## Provided material
-- -- --

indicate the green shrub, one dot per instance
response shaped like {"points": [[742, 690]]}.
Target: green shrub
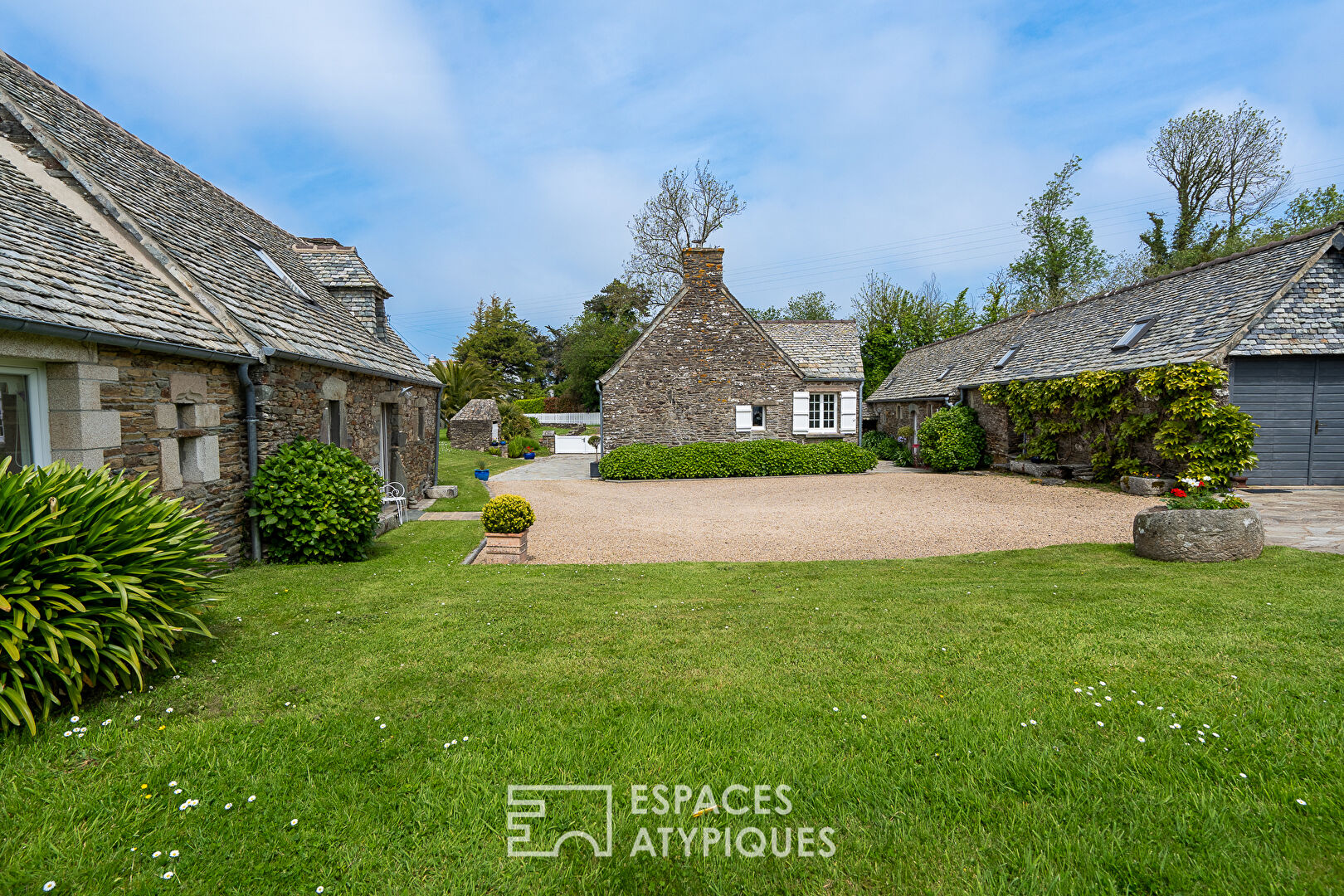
{"points": [[709, 460], [507, 514], [100, 578], [519, 445], [316, 503], [952, 440]]}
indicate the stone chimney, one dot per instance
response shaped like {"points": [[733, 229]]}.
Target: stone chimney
{"points": [[702, 268]]}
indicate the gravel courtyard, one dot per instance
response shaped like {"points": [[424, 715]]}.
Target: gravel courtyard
{"points": [[815, 518]]}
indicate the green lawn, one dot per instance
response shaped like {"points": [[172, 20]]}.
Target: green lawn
{"points": [[893, 698], [457, 468]]}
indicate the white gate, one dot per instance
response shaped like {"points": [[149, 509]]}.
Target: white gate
{"points": [[572, 445]]}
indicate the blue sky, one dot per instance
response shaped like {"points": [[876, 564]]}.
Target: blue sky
{"points": [[483, 148]]}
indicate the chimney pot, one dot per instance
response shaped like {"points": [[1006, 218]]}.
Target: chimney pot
{"points": [[702, 268]]}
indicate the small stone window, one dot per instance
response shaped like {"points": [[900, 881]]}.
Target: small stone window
{"points": [[335, 422], [821, 411]]}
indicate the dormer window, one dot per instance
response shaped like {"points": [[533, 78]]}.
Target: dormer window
{"points": [[1008, 355], [1133, 334], [277, 270]]}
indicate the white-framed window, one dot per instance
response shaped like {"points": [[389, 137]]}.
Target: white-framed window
{"points": [[23, 414], [821, 411]]}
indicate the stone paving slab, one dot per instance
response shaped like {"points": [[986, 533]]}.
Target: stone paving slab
{"points": [[1309, 518]]}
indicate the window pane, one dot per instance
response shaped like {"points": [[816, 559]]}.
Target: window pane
{"points": [[15, 418]]}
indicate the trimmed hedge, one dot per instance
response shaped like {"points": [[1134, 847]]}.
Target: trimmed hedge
{"points": [[316, 503], [531, 405], [952, 440], [888, 448], [507, 514], [710, 460], [100, 579]]}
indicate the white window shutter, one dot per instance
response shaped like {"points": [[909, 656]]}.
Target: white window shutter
{"points": [[743, 418], [849, 411]]}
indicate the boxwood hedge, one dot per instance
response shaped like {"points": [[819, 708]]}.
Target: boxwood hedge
{"points": [[709, 460]]}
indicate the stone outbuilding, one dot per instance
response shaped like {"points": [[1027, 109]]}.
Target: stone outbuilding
{"points": [[1272, 316], [704, 370], [475, 426], [155, 324]]}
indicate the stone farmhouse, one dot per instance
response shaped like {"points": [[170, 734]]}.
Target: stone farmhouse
{"points": [[706, 371], [1272, 316], [476, 425], [155, 324]]}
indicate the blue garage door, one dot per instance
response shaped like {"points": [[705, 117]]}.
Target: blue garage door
{"points": [[1298, 403]]}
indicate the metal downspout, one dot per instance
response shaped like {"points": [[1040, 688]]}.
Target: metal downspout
{"points": [[251, 423], [438, 426]]}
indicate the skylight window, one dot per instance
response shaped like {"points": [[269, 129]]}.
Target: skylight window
{"points": [[1003, 362], [277, 270], [1133, 334]]}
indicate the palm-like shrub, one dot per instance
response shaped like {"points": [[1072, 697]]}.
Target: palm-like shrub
{"points": [[316, 503], [507, 514], [100, 578]]}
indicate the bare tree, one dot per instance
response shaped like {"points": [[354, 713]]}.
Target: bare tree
{"points": [[689, 207], [1253, 175], [1188, 155]]}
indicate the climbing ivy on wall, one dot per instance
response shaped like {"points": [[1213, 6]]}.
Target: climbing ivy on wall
{"points": [[1171, 407]]}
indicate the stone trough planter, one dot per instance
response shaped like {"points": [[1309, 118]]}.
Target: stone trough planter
{"points": [[1199, 536], [1146, 486], [504, 548]]}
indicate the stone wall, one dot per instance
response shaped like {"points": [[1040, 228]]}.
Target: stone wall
{"points": [[704, 359], [292, 401], [180, 421]]}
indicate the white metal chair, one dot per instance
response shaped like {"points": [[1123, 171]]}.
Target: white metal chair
{"points": [[396, 494]]}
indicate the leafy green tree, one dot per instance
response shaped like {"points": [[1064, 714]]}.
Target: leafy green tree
{"points": [[503, 342], [996, 304], [810, 306], [463, 381], [893, 320], [1309, 210], [1064, 262], [957, 316]]}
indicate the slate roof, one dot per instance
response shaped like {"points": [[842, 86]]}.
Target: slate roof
{"points": [[199, 226], [821, 349], [56, 269], [338, 266], [1198, 310], [479, 409], [1308, 321], [923, 373]]}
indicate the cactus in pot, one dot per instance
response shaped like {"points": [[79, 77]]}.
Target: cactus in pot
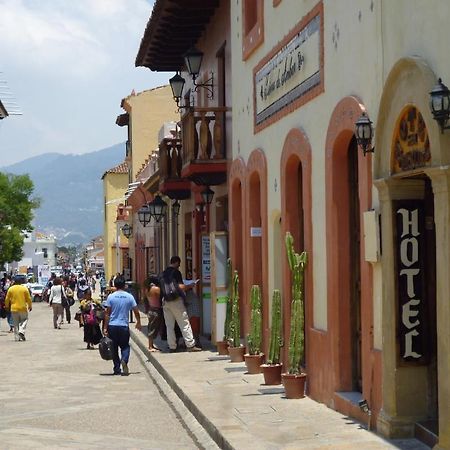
{"points": [[235, 324], [228, 314], [275, 342], [254, 337], [297, 263]]}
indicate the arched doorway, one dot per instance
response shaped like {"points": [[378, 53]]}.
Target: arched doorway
{"points": [[349, 276], [256, 236], [237, 228], [296, 198]]}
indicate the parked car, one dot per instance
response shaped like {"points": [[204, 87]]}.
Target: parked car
{"points": [[36, 291]]}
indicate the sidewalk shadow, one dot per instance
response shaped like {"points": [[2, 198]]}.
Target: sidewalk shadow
{"points": [[235, 369]]}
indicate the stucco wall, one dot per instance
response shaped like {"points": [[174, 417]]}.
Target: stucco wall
{"points": [[148, 110], [114, 187]]}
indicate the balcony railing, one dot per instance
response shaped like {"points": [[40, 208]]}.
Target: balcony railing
{"points": [[170, 159], [203, 134]]}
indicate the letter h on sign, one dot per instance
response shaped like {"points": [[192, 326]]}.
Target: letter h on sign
{"points": [[410, 280]]}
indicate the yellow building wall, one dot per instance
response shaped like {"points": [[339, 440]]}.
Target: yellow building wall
{"points": [[148, 111], [114, 187]]}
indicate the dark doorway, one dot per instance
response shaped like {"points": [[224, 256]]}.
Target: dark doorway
{"points": [[355, 265]]}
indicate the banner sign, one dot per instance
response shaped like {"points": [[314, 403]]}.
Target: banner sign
{"points": [[412, 326], [290, 73]]}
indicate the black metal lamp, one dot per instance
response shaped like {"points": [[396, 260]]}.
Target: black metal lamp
{"points": [[157, 208], [193, 60], [364, 133], [440, 104], [207, 195], [177, 84], [144, 215], [127, 230], [176, 208]]}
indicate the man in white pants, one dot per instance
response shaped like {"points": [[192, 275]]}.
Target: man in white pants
{"points": [[18, 301], [174, 310]]}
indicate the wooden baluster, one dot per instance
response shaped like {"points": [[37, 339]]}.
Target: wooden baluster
{"points": [[218, 136], [173, 160], [163, 166], [179, 158]]}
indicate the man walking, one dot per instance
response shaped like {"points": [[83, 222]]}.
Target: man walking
{"points": [[174, 309], [18, 301], [118, 307]]}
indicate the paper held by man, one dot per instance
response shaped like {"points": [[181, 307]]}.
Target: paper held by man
{"points": [[191, 282]]}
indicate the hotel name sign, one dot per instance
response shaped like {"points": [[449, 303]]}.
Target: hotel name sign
{"points": [[291, 72], [412, 309]]}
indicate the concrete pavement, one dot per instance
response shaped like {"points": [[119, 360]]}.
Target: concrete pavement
{"points": [[56, 394], [239, 412]]}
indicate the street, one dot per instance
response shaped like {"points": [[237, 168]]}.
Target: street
{"points": [[57, 394]]}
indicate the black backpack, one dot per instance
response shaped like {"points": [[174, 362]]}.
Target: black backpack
{"points": [[170, 290], [105, 348]]}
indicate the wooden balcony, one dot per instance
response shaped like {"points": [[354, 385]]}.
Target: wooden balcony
{"points": [[171, 182], [203, 139]]}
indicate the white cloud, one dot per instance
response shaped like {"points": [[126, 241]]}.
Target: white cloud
{"points": [[69, 63], [74, 38]]}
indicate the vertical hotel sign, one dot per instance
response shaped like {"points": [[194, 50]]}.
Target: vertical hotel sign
{"points": [[412, 325], [291, 70]]}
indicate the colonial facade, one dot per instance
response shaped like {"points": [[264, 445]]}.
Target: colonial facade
{"points": [[376, 283], [115, 183], [267, 124]]}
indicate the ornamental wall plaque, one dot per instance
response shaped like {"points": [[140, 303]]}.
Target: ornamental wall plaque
{"points": [[410, 146]]}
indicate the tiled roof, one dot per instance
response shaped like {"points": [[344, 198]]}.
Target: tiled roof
{"points": [[120, 168]]}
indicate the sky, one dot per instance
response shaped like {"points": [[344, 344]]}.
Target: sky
{"points": [[68, 64]]}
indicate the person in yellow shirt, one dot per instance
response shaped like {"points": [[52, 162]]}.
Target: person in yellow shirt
{"points": [[18, 301]]}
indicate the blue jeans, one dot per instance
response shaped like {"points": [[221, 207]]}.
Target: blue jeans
{"points": [[121, 338]]}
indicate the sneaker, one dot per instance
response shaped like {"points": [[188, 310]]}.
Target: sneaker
{"points": [[125, 370], [194, 349]]}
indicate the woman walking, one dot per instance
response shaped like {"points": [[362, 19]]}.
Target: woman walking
{"points": [[91, 327], [56, 302]]}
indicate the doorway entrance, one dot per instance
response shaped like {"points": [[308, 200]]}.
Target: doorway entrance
{"points": [[428, 430], [354, 230]]}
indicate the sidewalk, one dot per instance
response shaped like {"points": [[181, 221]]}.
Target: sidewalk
{"points": [[239, 412]]}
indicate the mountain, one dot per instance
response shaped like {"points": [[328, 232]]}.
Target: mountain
{"points": [[71, 191]]}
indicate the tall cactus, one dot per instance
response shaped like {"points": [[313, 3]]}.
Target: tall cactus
{"points": [[297, 263], [254, 338], [275, 342], [235, 326], [227, 332]]}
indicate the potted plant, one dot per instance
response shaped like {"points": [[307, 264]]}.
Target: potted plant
{"points": [[254, 357], [294, 380], [222, 346], [272, 369], [235, 349]]}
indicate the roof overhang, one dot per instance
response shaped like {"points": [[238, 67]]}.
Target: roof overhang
{"points": [[123, 120], [173, 27]]}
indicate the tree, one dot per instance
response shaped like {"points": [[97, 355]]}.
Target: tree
{"points": [[16, 214]]}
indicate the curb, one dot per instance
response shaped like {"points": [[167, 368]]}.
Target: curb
{"points": [[207, 425]]}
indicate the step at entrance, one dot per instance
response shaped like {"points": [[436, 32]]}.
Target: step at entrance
{"points": [[427, 431]]}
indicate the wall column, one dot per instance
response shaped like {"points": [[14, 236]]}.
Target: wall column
{"points": [[440, 178]]}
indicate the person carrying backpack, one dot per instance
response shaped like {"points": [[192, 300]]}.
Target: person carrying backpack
{"points": [[173, 296]]}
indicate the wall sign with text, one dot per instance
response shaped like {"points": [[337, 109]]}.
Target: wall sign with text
{"points": [[411, 293], [292, 73]]}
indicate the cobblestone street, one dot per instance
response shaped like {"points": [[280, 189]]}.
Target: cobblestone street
{"points": [[57, 394]]}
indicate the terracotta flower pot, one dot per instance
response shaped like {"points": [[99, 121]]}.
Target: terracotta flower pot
{"points": [[222, 347], [294, 385], [236, 353], [253, 363], [272, 373]]}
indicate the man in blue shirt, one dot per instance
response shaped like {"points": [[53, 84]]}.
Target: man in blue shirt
{"points": [[118, 307]]}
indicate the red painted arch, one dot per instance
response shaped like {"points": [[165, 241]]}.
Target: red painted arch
{"points": [[295, 172]]}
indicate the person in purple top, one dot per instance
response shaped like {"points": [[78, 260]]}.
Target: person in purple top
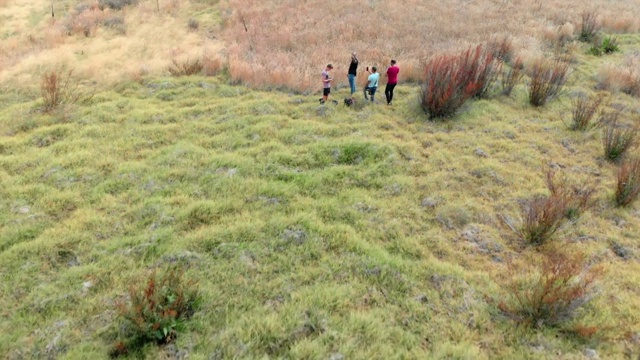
{"points": [[326, 83], [392, 81], [353, 72]]}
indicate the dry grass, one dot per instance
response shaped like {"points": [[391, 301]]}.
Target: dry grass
{"points": [[552, 293], [547, 80], [131, 43], [287, 43], [628, 182], [584, 110], [624, 77], [617, 137]]}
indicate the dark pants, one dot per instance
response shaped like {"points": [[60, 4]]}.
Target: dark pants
{"points": [[388, 92], [371, 91]]}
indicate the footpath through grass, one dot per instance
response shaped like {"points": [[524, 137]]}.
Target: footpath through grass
{"points": [[312, 231]]}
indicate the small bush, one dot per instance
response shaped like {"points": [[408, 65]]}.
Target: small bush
{"points": [[58, 88], [547, 80], [595, 50], [584, 110], [501, 48], [628, 182], [186, 68], [156, 311], [116, 4], [553, 293], [617, 138], [211, 65], [511, 77], [543, 216], [193, 24], [589, 26], [624, 77], [451, 80], [610, 45]]}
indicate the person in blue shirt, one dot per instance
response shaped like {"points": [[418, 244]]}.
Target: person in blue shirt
{"points": [[372, 86]]}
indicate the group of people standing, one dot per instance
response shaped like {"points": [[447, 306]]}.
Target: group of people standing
{"points": [[372, 80]]}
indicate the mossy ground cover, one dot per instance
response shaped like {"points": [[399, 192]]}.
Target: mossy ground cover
{"points": [[312, 231]]}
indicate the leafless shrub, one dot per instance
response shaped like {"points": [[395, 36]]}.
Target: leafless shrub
{"points": [[501, 47], [116, 4], [547, 80], [544, 216], [193, 24], [553, 292], [589, 26], [211, 64], [584, 110], [628, 182], [450, 80], [59, 88], [511, 77], [185, 68], [617, 138], [624, 77]]}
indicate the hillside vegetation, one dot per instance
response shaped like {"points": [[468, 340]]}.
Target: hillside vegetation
{"points": [[286, 229]]}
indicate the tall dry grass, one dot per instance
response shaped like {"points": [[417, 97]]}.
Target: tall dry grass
{"points": [[623, 77], [127, 44], [288, 43]]}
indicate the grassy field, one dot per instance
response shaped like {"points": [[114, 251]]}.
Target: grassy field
{"points": [[313, 232]]}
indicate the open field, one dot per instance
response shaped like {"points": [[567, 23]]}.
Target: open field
{"points": [[313, 232], [287, 43]]}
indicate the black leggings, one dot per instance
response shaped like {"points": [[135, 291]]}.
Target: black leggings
{"points": [[388, 92]]}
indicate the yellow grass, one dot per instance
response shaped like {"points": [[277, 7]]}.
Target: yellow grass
{"points": [[288, 43], [151, 40]]}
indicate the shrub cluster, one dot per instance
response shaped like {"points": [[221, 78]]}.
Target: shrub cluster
{"points": [[511, 77], [185, 68], [589, 26], [116, 4], [608, 46], [617, 138], [552, 293], [58, 88], [547, 81], [584, 111], [453, 79], [628, 182], [156, 311], [544, 216]]}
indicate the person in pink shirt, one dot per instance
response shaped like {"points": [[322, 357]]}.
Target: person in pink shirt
{"points": [[392, 81]]}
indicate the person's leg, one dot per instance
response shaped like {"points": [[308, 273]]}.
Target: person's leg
{"points": [[352, 83], [390, 97], [387, 93]]}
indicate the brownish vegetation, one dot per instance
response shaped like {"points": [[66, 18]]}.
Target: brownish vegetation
{"points": [[617, 138], [156, 310], [589, 26], [450, 80], [584, 110], [59, 88], [544, 216], [547, 80], [628, 182], [624, 77], [185, 68], [511, 77], [551, 293], [287, 43]]}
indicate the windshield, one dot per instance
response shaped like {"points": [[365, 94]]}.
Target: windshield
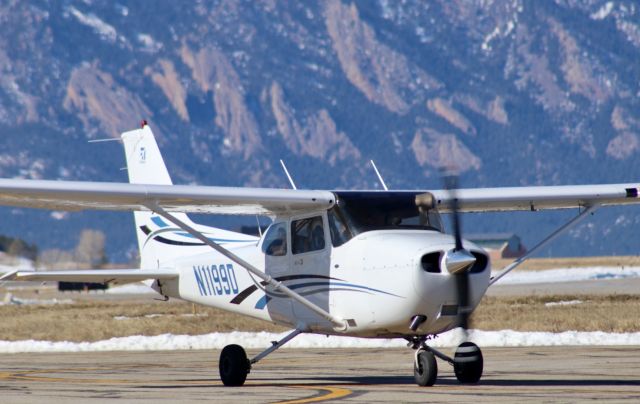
{"points": [[366, 211]]}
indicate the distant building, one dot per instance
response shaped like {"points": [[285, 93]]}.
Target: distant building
{"points": [[499, 245]]}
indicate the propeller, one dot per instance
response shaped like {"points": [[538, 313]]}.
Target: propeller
{"points": [[459, 261]]}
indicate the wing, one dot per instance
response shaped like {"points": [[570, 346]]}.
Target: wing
{"points": [[538, 198], [116, 276], [74, 195]]}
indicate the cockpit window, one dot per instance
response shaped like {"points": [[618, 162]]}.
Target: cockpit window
{"points": [[275, 241], [340, 233], [307, 235], [366, 211]]}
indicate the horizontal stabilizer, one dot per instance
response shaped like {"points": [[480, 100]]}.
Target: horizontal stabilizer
{"points": [[116, 276]]}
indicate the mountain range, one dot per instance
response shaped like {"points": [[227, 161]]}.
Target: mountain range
{"points": [[509, 92]]}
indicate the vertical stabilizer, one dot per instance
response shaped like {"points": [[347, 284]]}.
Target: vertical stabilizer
{"points": [[158, 240], [144, 161]]}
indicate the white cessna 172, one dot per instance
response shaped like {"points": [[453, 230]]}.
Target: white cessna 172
{"points": [[371, 264]]}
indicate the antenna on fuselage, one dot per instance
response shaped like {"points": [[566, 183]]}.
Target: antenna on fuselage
{"points": [[379, 176], [293, 185]]}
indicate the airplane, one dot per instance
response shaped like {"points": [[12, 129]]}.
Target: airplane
{"points": [[370, 264]]}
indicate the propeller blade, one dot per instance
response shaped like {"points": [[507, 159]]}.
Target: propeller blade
{"points": [[451, 184], [459, 260]]}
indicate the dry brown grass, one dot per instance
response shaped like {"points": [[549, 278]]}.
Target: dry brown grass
{"points": [[616, 313], [89, 320], [535, 264]]}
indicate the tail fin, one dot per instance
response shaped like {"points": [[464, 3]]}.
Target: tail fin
{"points": [[158, 240]]}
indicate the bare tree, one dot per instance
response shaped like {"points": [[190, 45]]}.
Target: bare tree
{"points": [[90, 249]]}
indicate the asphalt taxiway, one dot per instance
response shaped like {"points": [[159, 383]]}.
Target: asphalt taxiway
{"points": [[558, 374]]}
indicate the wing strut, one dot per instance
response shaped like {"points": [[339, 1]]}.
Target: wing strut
{"points": [[544, 242], [340, 324]]}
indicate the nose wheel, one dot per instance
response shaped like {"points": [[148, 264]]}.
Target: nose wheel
{"points": [[467, 363], [234, 365], [425, 368]]}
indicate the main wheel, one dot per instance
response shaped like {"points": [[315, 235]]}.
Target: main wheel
{"points": [[234, 365], [468, 363], [426, 370]]}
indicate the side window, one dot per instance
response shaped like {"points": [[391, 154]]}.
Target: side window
{"points": [[339, 232], [307, 235], [275, 241]]}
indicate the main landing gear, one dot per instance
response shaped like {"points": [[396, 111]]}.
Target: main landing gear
{"points": [[467, 362], [234, 365]]}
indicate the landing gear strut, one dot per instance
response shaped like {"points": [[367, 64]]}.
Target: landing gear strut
{"points": [[467, 362], [234, 365]]}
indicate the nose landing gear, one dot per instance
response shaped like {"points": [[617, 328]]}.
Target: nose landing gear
{"points": [[467, 362]]}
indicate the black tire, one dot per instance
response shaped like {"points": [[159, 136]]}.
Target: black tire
{"points": [[468, 363], [234, 365], [426, 370]]}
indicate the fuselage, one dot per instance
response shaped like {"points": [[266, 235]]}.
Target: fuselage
{"points": [[376, 281]]}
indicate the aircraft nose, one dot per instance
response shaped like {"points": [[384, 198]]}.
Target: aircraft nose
{"points": [[458, 261]]}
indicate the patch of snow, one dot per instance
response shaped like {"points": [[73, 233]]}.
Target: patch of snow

-- -- --

## Goal of the exercise
Repeat exactly, and only, the lines from the line with "indicate the landing" through the end of the listing above, both ends included.

## Result
indicate the landing gear strut, one dot per instance
response shaped like {"points": [[367, 64]]}.
Target: landing gear strut
{"points": [[467, 362], [234, 365]]}
indicate the nose landing gear, one dot per instance
response shaped like {"points": [[617, 328]]}.
Target: nose landing gear
{"points": [[467, 362]]}
indicate the black tire, one dot per instance
response shaped like {"points": [[159, 136]]}.
Target: black tire
{"points": [[468, 363], [234, 365], [426, 370]]}
indicate the fuselage, one dot per instance
response shaped like {"points": [[266, 235]]}.
Target: fuselage
{"points": [[376, 281]]}
indicate the aircraft nose, one dot per instance
response shaped like {"points": [[384, 198]]}.
Target: aircraft nose
{"points": [[458, 261]]}
indicate the patch of snow, one dot per instance
response shaped like {"points": [[73, 233]]}.
Target: patch of snow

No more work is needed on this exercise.